---------- Records supplied

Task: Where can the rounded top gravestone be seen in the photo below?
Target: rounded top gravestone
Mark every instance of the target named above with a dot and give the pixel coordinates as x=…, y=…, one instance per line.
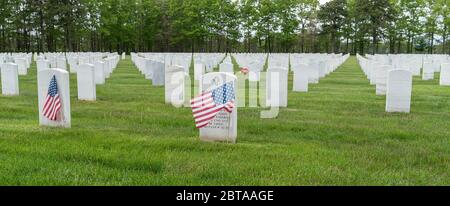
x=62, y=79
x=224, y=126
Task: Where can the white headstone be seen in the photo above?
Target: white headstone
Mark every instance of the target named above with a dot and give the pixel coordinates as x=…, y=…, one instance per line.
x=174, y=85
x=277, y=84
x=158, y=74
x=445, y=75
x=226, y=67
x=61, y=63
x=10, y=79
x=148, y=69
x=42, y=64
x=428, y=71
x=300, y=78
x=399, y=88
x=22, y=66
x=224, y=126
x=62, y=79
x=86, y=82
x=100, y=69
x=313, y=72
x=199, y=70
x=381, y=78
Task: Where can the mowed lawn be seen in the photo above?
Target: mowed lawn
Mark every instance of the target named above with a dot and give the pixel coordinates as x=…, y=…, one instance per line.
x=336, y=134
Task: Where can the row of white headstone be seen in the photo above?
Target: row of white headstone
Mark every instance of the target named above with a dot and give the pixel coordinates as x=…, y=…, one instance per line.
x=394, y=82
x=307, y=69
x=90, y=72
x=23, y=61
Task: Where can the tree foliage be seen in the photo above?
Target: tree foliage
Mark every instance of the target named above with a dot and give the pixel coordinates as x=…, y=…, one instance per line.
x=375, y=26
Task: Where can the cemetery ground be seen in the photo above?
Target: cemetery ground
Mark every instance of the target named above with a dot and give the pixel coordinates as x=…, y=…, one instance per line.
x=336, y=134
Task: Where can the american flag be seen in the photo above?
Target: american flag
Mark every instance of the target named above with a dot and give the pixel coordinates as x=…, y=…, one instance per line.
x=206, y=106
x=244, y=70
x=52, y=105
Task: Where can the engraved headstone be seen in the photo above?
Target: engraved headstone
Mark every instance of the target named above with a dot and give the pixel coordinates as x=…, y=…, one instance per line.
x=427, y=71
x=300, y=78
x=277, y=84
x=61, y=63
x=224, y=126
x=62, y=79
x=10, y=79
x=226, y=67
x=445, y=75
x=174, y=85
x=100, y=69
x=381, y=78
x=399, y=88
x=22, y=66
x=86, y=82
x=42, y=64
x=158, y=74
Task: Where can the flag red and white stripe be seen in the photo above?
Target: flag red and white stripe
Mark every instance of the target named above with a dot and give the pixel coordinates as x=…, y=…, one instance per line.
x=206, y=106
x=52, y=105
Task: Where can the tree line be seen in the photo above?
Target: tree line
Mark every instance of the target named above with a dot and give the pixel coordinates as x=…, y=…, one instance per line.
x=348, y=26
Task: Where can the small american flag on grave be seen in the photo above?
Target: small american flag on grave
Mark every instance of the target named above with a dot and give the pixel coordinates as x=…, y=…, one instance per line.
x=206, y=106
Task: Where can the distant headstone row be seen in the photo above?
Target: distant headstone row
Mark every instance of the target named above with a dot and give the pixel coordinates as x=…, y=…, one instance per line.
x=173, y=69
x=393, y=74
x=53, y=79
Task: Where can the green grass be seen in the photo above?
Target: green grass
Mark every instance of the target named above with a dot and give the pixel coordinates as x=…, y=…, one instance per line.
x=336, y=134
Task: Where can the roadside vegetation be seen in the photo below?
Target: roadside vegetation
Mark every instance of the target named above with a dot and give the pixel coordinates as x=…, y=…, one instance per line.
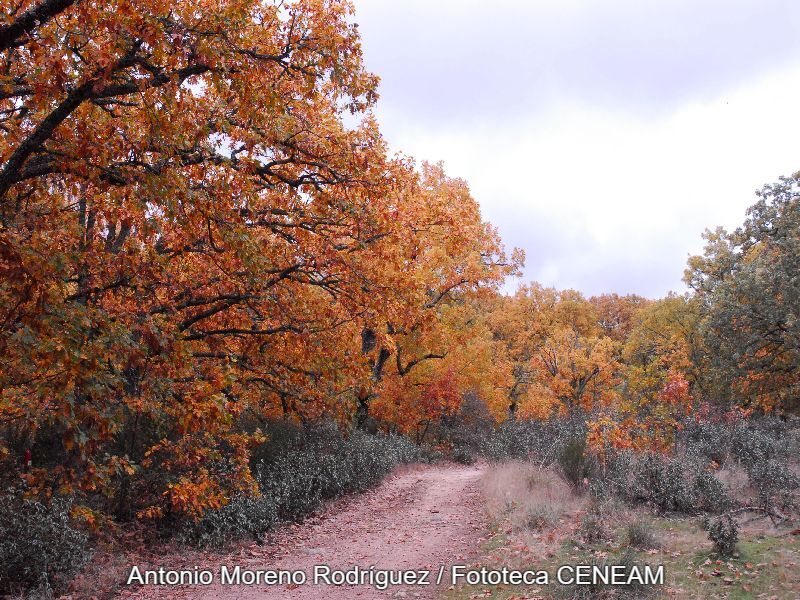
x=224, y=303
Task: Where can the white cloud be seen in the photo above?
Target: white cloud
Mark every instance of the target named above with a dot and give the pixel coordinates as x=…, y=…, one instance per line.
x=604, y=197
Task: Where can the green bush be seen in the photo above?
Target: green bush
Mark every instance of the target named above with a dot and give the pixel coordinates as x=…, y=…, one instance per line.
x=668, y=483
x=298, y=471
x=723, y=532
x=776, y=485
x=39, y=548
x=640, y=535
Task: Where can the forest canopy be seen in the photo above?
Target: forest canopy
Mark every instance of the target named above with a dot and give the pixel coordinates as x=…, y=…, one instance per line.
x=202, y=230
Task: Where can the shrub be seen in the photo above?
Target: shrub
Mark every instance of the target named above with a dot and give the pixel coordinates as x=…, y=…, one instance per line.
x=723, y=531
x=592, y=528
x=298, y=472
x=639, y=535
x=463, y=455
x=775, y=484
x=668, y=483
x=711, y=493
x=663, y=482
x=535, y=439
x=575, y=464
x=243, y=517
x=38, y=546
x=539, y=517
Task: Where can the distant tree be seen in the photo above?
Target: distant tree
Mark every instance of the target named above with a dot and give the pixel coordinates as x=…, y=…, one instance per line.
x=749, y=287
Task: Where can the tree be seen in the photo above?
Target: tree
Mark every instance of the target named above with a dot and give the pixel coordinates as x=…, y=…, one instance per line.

--------------------

**To do**
Please set out every line of the entries above as a numbered list, skipping blank lines and leaving out the pictures.

**Result below**
1. Task: Where can the rounded top gravestone be seen in the photo below?
2. Target: rounded top gravestone
3. Mark every instance of the target named above with a dot and give the pixel coordinates as x=…, y=…, one instance per line.
4. x=62, y=79
5. x=224, y=126
6. Task: Where can the white headstone be seen in the photo above?
7. Target: white headstone
8. Mark every instance of the target named above with a dot and give the pixel coordinates as x=…, y=…, one instance per line.
9. x=174, y=85
10. x=277, y=84
11. x=158, y=74
12. x=445, y=75
13. x=226, y=67
14. x=61, y=63
15. x=10, y=79
16. x=148, y=69
17. x=42, y=64
18. x=428, y=71
19. x=300, y=78
20. x=399, y=88
21. x=22, y=66
22. x=224, y=126
23. x=62, y=79
24. x=86, y=82
25. x=100, y=69
26. x=313, y=72
27. x=199, y=70
28. x=381, y=78
29. Task: Where can the mowed lawn be seen in the photo above?
30. Target: mowed lawn
31. Mark every instance of the target named above with a dot and give the pixel coordinates as x=…, y=…, one instance per line.
32. x=336, y=134
33. Task: Where can the row of white headstone be seen in the photo above?
34. Target: row of white headstone
35. Mark every instance of the target named above with a dot and give the pixel coordinates as x=…, y=…, one instance per line.
36. x=394, y=82
37. x=307, y=69
38. x=90, y=72
39. x=23, y=61
40. Task: Where can the tree foliage be seen in the photo above?
41. Target: tree foliage
42. Mark every instance of the target named above with a dot and give the pixel coordinates as x=…, y=…, one instance per line.
43. x=375, y=26
44. Task: Where can the cemetery ground be seen in the photo above?
45. Target: cemetery ground
46. Mark every instance of the target named above with a dot and give the pixel coordinates as x=…, y=…, one instance per line.
47. x=336, y=134
48. Task: Where can the american flag be seen in the photo above?
49. Target: american flag
50. Mark every instance of the target named above with a dot and give the pixel coordinates as x=…, y=…, one instance per line.
51. x=206, y=106
52. x=244, y=70
53. x=52, y=105
54. Task: Where can the engraved headstone be seen in the photo above?
55. Target: engraved headstone
56. Mark every instance of the target named above with a dot and give the pixel coordinates as x=…, y=…, one instance per line.
57. x=427, y=71
58. x=300, y=78
59. x=277, y=84
60. x=61, y=63
61. x=224, y=126
62. x=62, y=79
63. x=10, y=79
64. x=226, y=67
65. x=445, y=75
66. x=174, y=85
67. x=100, y=69
68. x=381, y=78
69. x=399, y=88
70. x=22, y=66
71. x=86, y=82
72. x=42, y=64
73. x=158, y=74
74. Task: Where can the flag red and white stripe be seen in the photo above?
75. Target: flag red and white stripe
76. Mark every instance of the target named above with a dot and give the pixel coordinates as x=…, y=…, one instance per line.
77. x=206, y=106
78. x=52, y=105
79. Task: Where can the tree line be seen in the photo above?
80. Target: tree line
81. Mark every instance of the target named above with a dot and give the pixel coordinates as x=…, y=…, one instance per line.
82. x=348, y=26
83. Task: Where can the small american flag on grave be seen in the photo above?
84. Target: small american flag on grave
85. Mark every instance of the target named above with a dot and give the pixel coordinates as x=…, y=…, one instance per line.
86. x=206, y=106
87. Task: Where can the distant headstone row be seen in the photo above?
88. Target: distant headstone row
89. Mark every instance of the target named above with a dot and give the pixel coordinates as x=…, y=…, one instance per line.
90. x=173, y=69
91. x=393, y=74
92. x=53, y=79
93. Task: Where can the green grass be seen in the photo above?
94. Target: green grass
95. Mark every instance of the target named above with a dot and give the pixel coordinates as x=…, y=…, one instance per line.
96. x=336, y=134
97. Task: Where can the roadside vegetation be seen in the photo below?
98. Target: roadside vegetation
99. Mark every instance of the target named above with a dot and give the pixel coordinates as x=…, y=…, one instance per line.
100. x=224, y=303
101. Task: Where can the white cloud be seen in the photo above?
102. Target: white cloud
103. Mark every instance of the target named above with a dot and give the pixel coordinates as x=…, y=…, one instance per line.
104. x=604, y=197
105. Task: Where can the green bush be seen in the photo above?
106. Target: green bush
107. Mark every instance of the target named above with a dot and give the pixel coordinates as x=…, y=…, one instance per line.
108. x=668, y=483
109. x=298, y=471
110. x=723, y=532
111. x=776, y=485
112. x=39, y=548
113. x=640, y=535
114. Task: Where can the forest canopy be seen in the photo above?
115. Target: forest canopy
116. Mark every instance of the target named above with a dot and give the pixel coordinates as x=…, y=…, one instance per line.
117. x=202, y=230
118. Task: Where can the shrub be seen in the photo above?
119. Target: shrub
120. Mark every instance of the target named above with a dot and give the pixel coordinates as x=…, y=…, one instance per line.
121. x=723, y=531
122. x=592, y=528
123. x=298, y=472
124. x=639, y=535
125. x=463, y=455
126. x=775, y=484
127. x=668, y=483
128. x=711, y=493
129. x=663, y=482
130. x=535, y=439
131. x=575, y=464
132. x=243, y=517
133. x=38, y=546
134. x=539, y=517
135. Task: Where can the distant tree be seen in the photo above?
136. Target: distant tree
137. Mark every instance of the target named above with a dot and give the pixel coordinates as x=…, y=…, one instance per line.
138. x=749, y=287
139. Task: Where can the tree be seen in the photo above?
140. Target: tree
141. Mark every instance of the target named above with a dot and give the pixel coordinates as x=…, y=…, one instance per line.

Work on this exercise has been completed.